#### SHORT PROBLEM
Update the stretch of records from the line containing "Return one point per instance of the stone" through the line containing "[1132, 390]" by replacing "stone surface" with "rock face", and give those lines back with nothing else changed.
# # # # #
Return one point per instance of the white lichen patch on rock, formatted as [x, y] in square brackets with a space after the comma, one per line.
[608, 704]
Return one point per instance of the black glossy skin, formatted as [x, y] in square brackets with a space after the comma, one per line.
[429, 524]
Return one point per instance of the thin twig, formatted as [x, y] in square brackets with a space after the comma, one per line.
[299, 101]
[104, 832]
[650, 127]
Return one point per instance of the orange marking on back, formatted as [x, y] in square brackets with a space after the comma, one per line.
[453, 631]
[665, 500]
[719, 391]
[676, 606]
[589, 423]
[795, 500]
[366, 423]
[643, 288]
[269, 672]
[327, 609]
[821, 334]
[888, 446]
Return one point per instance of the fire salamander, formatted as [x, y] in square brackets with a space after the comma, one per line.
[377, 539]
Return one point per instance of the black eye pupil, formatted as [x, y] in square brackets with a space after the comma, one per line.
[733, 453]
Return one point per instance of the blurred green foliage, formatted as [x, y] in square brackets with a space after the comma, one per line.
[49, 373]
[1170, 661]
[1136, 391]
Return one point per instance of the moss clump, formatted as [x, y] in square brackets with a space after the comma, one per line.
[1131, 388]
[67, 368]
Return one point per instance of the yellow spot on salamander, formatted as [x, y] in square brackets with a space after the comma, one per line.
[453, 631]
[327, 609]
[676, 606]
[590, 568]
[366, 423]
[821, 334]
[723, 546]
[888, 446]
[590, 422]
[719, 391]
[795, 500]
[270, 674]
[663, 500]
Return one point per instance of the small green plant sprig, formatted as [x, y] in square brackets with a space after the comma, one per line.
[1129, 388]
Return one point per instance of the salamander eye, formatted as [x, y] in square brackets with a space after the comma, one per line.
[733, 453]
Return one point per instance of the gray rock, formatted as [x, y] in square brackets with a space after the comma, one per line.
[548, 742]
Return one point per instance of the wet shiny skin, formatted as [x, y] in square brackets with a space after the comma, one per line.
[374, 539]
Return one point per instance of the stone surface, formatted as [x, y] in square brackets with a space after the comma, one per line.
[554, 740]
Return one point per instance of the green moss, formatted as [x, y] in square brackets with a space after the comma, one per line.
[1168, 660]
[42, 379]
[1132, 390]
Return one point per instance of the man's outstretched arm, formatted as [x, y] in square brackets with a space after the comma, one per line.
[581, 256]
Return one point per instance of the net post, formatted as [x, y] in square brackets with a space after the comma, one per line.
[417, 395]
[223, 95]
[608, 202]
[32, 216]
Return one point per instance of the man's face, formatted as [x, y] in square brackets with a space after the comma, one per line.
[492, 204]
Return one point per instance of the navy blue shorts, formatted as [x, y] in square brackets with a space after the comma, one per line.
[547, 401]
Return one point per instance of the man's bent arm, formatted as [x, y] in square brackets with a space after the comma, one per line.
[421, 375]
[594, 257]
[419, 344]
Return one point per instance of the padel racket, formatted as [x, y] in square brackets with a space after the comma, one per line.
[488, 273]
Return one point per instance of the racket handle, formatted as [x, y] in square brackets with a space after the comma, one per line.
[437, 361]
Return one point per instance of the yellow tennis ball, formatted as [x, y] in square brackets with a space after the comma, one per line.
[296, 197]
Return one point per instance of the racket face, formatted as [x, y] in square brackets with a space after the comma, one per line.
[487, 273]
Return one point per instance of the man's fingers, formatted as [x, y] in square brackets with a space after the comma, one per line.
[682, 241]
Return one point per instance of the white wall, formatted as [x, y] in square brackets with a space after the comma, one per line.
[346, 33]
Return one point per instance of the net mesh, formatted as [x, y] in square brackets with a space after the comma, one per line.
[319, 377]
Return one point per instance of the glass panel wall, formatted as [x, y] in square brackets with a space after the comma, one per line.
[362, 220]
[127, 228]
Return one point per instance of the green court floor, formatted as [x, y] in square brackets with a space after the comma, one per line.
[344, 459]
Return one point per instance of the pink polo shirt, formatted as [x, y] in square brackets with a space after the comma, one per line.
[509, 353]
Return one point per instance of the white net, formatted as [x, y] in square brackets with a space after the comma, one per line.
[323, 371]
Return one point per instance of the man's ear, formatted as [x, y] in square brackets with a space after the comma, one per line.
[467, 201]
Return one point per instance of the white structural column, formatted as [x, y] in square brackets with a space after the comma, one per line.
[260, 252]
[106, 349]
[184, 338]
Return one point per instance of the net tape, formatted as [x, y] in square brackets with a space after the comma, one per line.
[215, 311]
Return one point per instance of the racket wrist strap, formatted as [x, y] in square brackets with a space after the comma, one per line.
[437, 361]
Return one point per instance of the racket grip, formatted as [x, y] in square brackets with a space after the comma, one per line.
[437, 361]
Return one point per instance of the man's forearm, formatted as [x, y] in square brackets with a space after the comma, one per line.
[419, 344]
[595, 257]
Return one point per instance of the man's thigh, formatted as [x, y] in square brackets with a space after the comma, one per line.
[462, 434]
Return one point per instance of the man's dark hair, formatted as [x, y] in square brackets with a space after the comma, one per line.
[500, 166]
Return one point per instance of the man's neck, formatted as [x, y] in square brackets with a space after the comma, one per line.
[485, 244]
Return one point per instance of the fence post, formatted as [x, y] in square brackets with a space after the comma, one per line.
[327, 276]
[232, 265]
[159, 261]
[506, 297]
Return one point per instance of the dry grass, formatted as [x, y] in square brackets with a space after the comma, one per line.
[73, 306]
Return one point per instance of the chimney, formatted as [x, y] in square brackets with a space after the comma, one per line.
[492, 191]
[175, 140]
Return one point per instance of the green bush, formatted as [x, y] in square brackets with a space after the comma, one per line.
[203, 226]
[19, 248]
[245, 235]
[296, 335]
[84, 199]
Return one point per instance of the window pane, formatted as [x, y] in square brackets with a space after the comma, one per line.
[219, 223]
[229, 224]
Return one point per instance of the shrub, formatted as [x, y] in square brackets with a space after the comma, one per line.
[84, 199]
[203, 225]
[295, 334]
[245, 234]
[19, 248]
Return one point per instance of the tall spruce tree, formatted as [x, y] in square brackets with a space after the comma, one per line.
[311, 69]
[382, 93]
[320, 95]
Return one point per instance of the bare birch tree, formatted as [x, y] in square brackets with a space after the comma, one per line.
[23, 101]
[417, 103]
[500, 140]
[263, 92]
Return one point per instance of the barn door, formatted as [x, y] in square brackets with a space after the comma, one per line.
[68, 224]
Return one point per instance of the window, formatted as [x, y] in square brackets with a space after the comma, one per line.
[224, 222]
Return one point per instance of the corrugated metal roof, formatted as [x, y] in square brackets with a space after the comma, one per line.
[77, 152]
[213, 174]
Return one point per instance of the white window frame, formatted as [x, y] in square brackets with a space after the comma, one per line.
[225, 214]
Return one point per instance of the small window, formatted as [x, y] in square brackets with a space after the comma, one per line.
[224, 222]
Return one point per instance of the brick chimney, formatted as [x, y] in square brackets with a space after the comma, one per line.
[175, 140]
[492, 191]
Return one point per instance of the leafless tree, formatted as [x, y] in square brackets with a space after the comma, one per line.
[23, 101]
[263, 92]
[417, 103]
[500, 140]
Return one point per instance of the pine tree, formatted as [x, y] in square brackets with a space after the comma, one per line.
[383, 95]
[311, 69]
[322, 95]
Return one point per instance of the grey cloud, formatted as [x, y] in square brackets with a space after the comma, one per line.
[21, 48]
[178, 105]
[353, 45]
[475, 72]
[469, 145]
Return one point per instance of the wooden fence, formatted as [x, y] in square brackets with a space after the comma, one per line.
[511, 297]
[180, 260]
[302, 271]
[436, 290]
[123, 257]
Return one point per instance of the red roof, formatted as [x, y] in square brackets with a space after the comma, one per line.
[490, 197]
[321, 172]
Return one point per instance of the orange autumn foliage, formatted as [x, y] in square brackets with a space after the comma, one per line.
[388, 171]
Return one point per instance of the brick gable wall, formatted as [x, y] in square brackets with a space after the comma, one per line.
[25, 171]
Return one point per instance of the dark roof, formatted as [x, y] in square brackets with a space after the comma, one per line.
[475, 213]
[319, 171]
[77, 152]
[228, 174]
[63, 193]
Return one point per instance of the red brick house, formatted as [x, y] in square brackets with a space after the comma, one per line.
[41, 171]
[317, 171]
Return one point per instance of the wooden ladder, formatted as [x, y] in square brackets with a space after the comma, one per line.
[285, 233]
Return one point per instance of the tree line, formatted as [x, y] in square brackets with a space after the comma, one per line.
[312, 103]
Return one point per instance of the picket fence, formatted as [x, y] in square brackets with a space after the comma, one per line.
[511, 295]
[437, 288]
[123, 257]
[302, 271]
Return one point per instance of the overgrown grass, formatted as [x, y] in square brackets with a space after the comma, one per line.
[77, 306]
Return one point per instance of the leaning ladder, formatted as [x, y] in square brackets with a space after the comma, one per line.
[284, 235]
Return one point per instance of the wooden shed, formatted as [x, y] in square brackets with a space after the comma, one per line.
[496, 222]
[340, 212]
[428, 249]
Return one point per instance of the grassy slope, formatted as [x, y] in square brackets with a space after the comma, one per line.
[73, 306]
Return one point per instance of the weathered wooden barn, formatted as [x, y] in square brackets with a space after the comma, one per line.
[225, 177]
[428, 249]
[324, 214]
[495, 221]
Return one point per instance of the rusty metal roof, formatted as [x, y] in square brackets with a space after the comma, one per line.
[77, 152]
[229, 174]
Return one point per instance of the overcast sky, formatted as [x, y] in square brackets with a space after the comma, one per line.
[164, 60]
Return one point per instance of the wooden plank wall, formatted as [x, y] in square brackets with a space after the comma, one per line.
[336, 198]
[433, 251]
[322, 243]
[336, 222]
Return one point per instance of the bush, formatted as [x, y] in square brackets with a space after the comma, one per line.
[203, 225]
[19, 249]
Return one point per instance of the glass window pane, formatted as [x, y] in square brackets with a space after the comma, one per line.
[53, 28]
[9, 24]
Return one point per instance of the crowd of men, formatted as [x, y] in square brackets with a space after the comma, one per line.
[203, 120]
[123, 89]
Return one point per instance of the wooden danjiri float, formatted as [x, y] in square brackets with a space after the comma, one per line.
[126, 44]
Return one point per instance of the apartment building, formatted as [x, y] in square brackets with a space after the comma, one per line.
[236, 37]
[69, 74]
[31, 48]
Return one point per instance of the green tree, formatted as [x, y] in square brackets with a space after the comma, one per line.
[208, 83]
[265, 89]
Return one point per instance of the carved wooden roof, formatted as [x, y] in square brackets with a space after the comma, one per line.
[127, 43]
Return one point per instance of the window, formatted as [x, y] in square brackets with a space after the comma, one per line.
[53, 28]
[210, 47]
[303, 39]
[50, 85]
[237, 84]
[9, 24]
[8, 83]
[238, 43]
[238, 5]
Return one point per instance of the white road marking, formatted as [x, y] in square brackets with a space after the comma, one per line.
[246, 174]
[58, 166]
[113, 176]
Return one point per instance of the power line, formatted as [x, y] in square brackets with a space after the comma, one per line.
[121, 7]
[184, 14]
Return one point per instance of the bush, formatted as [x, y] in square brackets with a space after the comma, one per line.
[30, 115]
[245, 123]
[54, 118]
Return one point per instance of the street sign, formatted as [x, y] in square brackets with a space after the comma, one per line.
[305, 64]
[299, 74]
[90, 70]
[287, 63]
# # # # #
#### SOLVED EXERCISE
Return one point per instance of the rock face, formatted as [x, y] in square brackets with a space after the comma, one per line.
[554, 740]
Return one point per instance of the green moss, formatted as [x, y] in square brackets with a space after the comma, one per line.
[1168, 660]
[42, 379]
[1132, 390]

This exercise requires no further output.